**What is required**
Pick every line out of the entries below that holds the string "shrub", and report them.

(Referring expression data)

************

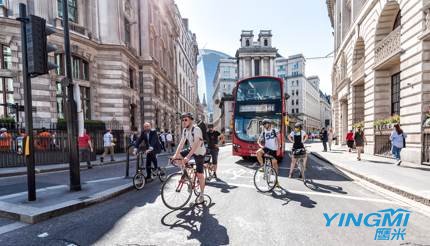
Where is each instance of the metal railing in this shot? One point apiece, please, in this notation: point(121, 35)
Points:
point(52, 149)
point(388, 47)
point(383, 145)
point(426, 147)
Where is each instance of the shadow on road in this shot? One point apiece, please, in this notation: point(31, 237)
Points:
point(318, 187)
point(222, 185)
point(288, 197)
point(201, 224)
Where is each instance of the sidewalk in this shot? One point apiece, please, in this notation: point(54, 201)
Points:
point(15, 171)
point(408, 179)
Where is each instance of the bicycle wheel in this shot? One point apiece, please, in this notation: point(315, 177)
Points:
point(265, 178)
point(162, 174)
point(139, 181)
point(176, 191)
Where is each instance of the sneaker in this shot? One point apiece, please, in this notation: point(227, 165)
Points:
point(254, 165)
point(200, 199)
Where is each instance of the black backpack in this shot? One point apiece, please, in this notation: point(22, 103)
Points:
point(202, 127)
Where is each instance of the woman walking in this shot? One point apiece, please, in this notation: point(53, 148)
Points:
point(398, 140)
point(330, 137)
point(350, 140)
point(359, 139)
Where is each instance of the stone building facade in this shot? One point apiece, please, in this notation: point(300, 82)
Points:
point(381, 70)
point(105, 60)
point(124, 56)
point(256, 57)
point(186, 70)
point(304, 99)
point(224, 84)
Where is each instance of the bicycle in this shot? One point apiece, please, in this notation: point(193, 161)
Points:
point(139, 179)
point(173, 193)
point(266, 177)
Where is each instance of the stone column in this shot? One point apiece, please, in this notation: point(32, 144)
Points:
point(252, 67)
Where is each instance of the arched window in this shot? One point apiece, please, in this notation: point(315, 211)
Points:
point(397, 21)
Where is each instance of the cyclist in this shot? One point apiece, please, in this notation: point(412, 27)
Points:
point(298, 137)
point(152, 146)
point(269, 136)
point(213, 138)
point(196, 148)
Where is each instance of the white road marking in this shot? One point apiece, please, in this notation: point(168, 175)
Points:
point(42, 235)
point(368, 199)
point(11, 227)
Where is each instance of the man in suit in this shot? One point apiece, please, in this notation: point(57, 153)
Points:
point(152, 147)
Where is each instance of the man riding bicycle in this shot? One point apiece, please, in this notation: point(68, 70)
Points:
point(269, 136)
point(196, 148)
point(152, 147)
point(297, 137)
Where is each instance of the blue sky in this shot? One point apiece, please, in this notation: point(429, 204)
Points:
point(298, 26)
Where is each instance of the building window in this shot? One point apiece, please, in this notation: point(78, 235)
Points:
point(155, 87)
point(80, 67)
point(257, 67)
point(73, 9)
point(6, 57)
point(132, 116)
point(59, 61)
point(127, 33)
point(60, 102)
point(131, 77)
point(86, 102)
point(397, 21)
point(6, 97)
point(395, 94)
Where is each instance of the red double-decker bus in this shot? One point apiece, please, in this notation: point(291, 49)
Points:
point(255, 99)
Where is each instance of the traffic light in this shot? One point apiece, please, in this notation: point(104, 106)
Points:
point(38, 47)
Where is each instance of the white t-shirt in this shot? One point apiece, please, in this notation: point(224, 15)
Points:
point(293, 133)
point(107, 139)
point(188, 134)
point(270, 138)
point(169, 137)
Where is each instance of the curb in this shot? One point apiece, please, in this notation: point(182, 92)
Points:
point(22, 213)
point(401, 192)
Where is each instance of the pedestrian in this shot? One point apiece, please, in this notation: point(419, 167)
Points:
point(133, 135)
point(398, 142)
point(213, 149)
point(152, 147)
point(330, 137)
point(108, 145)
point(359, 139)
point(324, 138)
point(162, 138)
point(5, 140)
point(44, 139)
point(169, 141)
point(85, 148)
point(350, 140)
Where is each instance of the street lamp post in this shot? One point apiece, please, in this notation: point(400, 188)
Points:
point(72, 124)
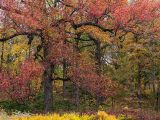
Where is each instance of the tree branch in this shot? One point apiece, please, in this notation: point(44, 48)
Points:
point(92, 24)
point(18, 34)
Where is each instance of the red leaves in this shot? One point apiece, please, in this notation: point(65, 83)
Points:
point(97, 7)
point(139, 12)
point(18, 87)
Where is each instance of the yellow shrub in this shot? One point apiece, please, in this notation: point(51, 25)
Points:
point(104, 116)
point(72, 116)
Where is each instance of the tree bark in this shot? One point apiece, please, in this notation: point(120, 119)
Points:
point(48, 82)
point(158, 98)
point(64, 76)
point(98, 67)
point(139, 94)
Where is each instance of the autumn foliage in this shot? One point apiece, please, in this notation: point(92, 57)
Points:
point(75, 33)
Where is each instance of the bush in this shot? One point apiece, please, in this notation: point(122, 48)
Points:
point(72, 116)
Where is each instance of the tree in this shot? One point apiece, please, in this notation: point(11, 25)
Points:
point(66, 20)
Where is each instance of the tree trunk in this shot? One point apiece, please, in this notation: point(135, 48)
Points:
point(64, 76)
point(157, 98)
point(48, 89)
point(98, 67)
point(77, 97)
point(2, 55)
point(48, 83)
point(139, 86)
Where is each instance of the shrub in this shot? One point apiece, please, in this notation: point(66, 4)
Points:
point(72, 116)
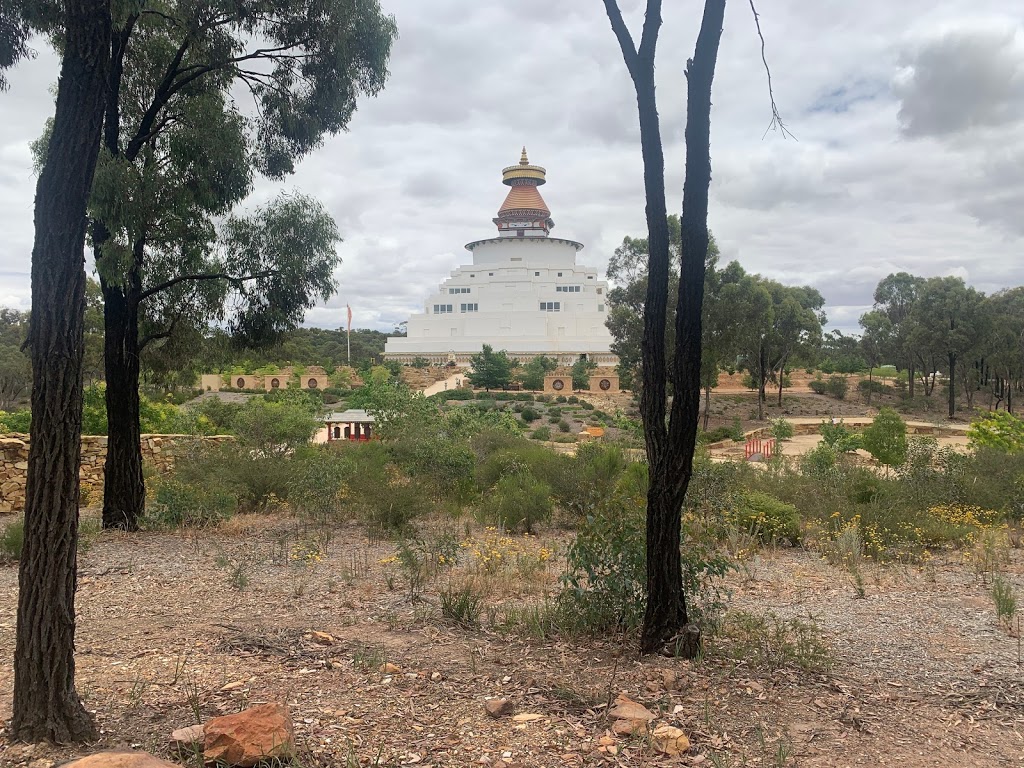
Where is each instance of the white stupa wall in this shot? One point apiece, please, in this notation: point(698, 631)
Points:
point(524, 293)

************

**Result of the exercise**
Where is each instance of the yellow shrub in this shot? One point apiece, please, in this notation: point(51, 25)
Where is each instance of the shrub in this shot? One point apiece, please, in this notation: point(66, 4)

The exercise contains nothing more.